BEGIN Passage provided

Work contained in this thesis describes a new biomechanical model for clinical
gait analysis. Identified problems with current models are related to the subjective
reasonableness of their underlying modelling assumptions and used to guide
development of a new model.
Gait scores were developed to evaluate alternative modelling solutions in terms
of cycle average position, range, inter-cycle variability and movement pattern. An
overly simple pro-forma model was developed to facilitate evaluation of the
effects of complexity from alternative modelling approaches, both existing and
newly developed.
A clinical interpretation of Euler angles, widely used to describe joint orientations
and movements, is presented. Leading directly from this interpretation, simple,
joint-specific rules are derived that ensure calculated angles match clinical
terminology. Other identified concerns are tackled on a per body-segment basis,
with each segment presenting a different challenge.
Identified problems with current trunk models were related to difficulties of
orientating and tracking movement of the whole based on a selected sub-region.
This was solved via the development of a more holistic solution, which
additionally reduces the need for patient upper body exposure.

END Passage provided

Task objective
Summarize the passage on clinical gait analysis in two sentences. The material that follows has no connection to the passage on clinical gait analysis.

BEGIN Material provided

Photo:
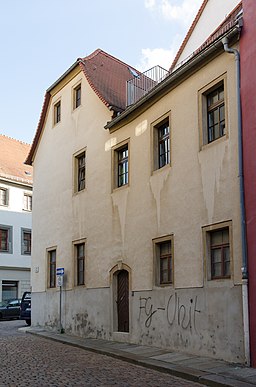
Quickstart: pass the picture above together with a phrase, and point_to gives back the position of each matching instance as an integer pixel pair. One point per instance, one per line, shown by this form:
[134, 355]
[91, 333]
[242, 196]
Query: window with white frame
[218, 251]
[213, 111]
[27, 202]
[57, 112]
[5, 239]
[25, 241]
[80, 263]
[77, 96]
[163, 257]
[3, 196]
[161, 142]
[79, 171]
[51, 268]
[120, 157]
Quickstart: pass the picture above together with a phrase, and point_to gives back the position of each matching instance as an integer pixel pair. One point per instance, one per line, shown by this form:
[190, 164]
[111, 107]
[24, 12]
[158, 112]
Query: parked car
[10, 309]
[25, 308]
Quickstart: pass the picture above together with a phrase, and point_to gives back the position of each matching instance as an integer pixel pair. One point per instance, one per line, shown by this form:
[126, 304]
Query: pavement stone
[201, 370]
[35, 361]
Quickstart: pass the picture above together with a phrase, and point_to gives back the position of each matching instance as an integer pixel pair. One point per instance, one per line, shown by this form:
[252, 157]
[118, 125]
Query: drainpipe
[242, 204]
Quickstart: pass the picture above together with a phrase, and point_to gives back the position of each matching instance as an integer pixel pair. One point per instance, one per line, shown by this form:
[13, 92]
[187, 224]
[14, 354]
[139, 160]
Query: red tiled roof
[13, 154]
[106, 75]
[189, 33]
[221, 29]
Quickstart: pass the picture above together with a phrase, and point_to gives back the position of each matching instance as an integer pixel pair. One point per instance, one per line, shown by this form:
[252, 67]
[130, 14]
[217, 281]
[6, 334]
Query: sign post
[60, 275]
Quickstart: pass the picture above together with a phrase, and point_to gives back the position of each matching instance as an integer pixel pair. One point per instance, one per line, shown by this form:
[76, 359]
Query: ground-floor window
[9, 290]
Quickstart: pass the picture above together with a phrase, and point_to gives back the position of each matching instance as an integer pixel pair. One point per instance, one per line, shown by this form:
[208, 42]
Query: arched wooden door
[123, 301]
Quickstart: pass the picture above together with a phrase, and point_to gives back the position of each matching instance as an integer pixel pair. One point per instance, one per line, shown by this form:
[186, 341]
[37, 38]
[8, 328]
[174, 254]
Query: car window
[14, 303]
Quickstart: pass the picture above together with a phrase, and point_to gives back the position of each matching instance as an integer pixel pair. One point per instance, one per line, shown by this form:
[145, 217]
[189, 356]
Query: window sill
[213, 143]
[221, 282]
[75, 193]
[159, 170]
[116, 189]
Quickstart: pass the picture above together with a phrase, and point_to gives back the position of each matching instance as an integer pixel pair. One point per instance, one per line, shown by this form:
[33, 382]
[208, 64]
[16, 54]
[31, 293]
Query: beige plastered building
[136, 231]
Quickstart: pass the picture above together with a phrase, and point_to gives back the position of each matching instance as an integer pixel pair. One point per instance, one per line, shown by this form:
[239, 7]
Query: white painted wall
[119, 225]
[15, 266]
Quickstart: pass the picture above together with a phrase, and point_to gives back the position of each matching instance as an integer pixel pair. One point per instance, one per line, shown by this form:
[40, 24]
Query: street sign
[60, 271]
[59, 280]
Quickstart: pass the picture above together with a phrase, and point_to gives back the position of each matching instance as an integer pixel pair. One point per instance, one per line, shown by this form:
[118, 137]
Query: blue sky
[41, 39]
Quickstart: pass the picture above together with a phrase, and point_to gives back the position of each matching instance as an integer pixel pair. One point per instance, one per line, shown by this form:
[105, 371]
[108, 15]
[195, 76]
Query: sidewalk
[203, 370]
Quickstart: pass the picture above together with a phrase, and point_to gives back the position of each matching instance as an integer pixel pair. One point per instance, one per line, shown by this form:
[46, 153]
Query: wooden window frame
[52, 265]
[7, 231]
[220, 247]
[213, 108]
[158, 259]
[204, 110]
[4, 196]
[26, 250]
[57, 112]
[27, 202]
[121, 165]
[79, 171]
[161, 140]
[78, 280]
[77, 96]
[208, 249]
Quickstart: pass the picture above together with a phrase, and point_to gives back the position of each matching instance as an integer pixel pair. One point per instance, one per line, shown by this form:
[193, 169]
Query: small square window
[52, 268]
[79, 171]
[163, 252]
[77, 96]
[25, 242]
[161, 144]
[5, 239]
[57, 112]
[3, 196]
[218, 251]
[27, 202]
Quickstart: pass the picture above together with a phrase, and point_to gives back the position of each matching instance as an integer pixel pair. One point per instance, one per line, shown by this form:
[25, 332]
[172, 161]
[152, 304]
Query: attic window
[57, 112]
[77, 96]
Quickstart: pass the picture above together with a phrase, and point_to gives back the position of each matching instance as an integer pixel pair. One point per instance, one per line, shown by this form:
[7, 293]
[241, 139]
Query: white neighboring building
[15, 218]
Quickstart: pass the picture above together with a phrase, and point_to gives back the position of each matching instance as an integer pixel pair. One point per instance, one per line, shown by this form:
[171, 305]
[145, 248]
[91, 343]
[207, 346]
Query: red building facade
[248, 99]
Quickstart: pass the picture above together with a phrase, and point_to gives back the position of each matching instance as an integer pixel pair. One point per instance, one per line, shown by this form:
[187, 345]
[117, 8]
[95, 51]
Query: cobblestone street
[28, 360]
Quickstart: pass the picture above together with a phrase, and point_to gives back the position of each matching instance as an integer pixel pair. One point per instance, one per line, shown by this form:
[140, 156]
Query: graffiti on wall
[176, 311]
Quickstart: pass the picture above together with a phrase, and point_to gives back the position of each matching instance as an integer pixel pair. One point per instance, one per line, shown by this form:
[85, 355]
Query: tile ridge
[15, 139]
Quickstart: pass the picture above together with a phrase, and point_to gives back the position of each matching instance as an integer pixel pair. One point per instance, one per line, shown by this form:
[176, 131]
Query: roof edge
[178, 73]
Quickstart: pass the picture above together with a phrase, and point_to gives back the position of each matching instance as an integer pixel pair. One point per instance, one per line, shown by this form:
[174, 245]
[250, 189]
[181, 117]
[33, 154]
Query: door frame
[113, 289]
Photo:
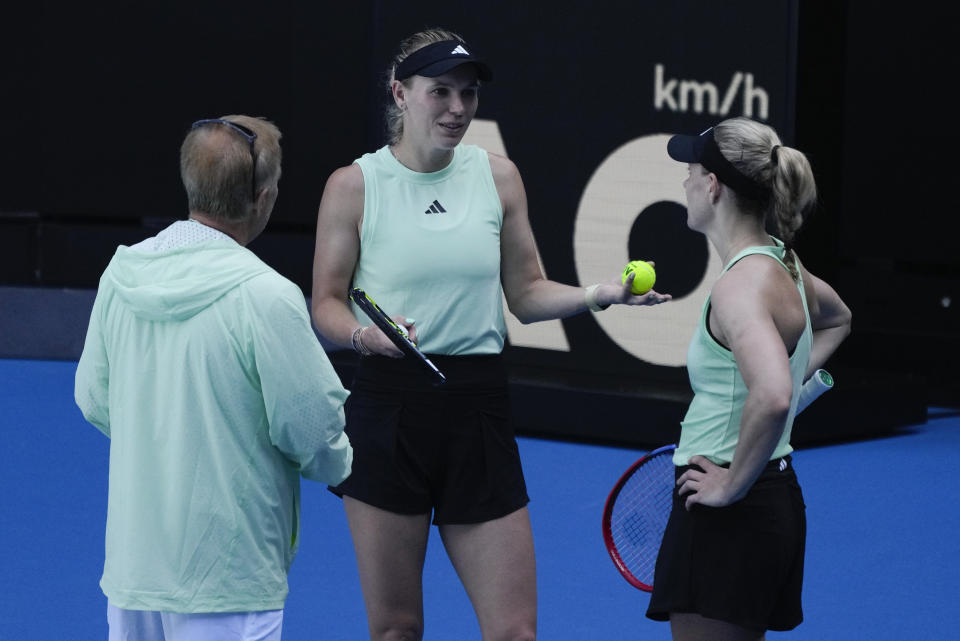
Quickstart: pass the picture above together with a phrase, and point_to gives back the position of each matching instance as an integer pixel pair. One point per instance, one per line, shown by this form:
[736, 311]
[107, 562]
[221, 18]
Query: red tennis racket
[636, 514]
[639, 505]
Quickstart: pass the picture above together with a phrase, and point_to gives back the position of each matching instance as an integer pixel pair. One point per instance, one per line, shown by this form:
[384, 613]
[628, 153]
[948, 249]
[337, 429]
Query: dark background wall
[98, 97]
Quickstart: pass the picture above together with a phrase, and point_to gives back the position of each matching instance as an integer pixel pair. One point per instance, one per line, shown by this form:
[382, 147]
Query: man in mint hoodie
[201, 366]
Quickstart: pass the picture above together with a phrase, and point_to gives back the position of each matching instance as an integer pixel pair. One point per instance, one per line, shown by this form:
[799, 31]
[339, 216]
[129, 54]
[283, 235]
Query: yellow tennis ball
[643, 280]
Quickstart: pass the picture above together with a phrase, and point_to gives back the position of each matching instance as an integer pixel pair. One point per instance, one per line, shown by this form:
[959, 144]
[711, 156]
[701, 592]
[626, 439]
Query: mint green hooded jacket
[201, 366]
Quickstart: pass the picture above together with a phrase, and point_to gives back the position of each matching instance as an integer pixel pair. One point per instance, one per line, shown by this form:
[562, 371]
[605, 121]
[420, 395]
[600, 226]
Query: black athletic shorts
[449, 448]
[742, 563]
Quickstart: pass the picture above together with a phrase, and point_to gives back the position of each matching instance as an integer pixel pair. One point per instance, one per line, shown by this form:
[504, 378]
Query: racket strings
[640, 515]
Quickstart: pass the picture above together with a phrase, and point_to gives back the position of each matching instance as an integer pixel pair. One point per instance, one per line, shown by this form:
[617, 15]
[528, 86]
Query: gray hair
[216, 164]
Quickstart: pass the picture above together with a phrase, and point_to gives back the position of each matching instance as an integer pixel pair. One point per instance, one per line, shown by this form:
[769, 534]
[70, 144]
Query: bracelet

END Material provided
BEGIN Material provided

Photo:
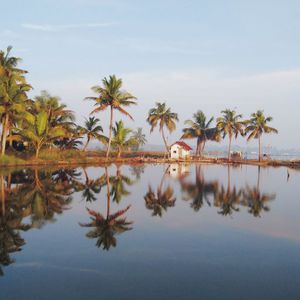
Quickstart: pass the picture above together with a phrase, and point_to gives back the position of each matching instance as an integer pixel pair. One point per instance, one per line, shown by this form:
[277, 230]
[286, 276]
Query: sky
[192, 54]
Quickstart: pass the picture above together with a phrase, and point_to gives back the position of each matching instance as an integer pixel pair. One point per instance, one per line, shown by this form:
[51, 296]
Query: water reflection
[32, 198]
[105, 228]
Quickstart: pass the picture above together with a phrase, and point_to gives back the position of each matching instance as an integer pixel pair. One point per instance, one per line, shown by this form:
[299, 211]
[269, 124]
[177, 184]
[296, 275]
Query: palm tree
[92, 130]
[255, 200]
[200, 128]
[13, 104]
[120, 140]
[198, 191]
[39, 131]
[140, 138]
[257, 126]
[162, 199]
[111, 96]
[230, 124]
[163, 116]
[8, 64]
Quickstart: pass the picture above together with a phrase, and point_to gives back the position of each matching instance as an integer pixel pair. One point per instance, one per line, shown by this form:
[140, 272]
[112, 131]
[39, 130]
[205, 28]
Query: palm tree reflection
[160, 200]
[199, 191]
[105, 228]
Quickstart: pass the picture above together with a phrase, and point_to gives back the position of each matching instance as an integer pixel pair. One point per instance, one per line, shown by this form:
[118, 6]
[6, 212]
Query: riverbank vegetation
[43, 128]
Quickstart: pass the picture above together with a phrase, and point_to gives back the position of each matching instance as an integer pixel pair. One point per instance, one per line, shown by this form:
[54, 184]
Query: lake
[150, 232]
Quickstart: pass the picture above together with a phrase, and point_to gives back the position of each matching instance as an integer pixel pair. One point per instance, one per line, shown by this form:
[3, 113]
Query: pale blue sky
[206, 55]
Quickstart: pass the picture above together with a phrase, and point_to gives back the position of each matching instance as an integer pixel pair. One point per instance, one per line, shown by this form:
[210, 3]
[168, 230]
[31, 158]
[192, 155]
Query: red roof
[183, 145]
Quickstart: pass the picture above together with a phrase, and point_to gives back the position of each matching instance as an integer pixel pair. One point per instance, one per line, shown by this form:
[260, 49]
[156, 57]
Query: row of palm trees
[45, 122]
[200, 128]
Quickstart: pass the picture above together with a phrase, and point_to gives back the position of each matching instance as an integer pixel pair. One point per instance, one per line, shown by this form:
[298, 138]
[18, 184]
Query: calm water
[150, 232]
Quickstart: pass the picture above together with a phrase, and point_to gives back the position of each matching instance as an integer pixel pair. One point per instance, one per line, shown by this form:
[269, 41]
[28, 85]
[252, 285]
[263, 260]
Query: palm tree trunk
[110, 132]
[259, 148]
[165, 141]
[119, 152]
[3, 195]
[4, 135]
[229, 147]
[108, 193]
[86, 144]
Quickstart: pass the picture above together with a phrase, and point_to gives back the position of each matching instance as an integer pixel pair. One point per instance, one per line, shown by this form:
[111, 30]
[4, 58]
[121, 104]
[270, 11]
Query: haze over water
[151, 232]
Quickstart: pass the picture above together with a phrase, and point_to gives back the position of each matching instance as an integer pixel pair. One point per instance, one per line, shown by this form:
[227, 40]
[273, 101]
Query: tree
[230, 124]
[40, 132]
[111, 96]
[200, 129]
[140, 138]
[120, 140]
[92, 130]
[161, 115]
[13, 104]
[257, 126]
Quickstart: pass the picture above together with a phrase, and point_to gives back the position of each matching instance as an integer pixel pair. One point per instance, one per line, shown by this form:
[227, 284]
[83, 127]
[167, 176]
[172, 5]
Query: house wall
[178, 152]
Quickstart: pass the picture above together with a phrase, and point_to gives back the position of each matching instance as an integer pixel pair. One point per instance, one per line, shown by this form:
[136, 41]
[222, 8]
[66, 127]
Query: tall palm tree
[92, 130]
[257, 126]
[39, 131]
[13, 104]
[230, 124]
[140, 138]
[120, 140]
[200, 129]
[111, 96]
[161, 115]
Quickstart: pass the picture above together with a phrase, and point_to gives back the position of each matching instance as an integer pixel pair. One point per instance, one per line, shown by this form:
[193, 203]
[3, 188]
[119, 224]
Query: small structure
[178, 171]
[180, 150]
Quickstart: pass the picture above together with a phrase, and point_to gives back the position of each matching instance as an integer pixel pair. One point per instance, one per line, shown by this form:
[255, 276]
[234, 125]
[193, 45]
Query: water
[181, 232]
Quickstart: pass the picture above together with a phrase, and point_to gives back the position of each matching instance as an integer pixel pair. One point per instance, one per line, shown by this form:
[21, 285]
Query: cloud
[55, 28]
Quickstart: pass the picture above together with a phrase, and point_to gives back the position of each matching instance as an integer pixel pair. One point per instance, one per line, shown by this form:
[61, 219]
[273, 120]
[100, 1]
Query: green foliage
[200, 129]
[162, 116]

END Material provided
BEGIN Material provided

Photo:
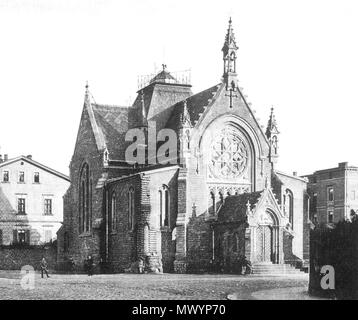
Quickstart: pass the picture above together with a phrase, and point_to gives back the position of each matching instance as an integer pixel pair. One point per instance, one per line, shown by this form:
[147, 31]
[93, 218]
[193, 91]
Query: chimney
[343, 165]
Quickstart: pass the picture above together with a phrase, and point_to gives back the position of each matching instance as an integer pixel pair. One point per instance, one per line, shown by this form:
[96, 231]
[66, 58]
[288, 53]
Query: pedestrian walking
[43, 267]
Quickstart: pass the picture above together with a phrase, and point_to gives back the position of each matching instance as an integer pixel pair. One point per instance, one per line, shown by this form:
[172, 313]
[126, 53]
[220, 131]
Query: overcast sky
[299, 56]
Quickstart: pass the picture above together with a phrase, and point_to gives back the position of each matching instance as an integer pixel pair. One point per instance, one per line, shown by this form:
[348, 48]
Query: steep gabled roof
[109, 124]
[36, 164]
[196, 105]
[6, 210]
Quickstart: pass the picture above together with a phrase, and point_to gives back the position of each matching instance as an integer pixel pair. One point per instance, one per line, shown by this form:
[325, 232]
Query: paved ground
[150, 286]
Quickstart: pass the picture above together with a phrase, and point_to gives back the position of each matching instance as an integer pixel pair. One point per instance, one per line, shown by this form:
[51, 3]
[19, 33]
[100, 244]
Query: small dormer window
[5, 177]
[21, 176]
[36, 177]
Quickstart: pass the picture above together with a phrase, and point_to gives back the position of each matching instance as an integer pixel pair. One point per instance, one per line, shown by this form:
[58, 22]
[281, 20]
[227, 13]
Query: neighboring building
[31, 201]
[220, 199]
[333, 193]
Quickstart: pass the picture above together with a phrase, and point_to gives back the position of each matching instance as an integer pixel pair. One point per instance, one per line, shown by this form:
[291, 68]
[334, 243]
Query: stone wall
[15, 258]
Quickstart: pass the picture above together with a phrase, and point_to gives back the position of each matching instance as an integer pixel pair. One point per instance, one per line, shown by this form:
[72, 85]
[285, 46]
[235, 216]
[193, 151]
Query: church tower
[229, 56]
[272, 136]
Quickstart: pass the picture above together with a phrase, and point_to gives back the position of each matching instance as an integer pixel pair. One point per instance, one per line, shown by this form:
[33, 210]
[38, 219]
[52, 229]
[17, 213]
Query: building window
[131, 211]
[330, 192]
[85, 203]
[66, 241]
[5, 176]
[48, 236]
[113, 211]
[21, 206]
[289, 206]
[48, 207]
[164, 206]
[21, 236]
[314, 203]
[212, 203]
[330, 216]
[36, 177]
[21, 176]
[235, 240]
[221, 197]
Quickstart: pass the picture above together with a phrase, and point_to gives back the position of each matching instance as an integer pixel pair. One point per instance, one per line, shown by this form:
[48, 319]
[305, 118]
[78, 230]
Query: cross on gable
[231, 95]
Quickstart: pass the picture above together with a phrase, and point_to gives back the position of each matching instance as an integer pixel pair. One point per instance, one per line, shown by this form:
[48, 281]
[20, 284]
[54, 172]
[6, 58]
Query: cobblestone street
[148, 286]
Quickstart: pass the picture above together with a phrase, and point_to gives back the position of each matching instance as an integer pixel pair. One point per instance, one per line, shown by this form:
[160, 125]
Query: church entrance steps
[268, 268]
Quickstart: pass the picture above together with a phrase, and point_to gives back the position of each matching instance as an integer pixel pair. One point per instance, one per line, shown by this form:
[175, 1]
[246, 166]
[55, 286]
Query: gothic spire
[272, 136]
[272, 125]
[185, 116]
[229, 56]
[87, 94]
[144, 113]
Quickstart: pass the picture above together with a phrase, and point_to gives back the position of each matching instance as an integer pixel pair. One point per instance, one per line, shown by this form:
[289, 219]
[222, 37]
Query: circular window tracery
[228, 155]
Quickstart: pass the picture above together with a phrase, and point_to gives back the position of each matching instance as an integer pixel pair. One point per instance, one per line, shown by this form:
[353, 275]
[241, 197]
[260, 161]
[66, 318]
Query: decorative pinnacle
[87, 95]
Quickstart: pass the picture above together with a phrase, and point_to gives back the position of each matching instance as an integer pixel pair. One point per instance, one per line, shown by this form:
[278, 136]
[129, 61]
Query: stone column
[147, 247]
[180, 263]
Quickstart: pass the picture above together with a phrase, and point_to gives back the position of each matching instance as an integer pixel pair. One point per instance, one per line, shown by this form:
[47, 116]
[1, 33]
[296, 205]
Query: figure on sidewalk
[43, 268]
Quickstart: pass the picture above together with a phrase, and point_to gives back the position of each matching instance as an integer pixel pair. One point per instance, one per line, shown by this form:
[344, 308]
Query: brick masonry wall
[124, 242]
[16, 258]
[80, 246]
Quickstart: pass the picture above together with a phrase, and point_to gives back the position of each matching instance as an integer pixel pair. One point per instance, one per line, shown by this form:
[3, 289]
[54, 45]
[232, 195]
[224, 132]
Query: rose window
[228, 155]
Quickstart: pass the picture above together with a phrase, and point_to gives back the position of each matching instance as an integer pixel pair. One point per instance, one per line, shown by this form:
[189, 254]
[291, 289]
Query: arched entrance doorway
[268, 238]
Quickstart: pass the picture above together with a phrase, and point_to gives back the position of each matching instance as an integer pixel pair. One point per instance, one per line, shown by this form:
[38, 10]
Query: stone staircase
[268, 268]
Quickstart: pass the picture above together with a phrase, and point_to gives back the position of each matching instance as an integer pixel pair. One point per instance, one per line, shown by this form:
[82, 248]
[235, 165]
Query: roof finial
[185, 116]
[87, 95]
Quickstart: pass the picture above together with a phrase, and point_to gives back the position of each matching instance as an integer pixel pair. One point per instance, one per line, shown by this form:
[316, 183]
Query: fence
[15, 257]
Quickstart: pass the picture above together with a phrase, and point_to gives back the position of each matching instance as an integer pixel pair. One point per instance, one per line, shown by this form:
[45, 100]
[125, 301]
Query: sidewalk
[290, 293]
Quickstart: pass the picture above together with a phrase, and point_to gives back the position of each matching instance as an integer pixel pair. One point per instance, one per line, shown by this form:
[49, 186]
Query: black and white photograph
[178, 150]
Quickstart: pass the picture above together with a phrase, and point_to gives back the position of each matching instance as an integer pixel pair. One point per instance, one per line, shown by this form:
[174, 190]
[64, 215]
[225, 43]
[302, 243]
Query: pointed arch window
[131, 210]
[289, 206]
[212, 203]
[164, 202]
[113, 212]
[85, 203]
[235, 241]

END Material provided

Response for this exercise
The passage describes a new biomechanical model for clinical gait analysis, whose development was guided by problems with the modelling assumptions of current models and supported by gait scores and an overly simple pro-forma model for evaluating alternative modelling approaches. It presents a clinical interpretation of Euler angles that yields joint-specific rules so calculated angles match clinical terminology, and it handles other concerns segment by segment, including a more holistic trunk solution that also reduces the need for patient upper body exposure.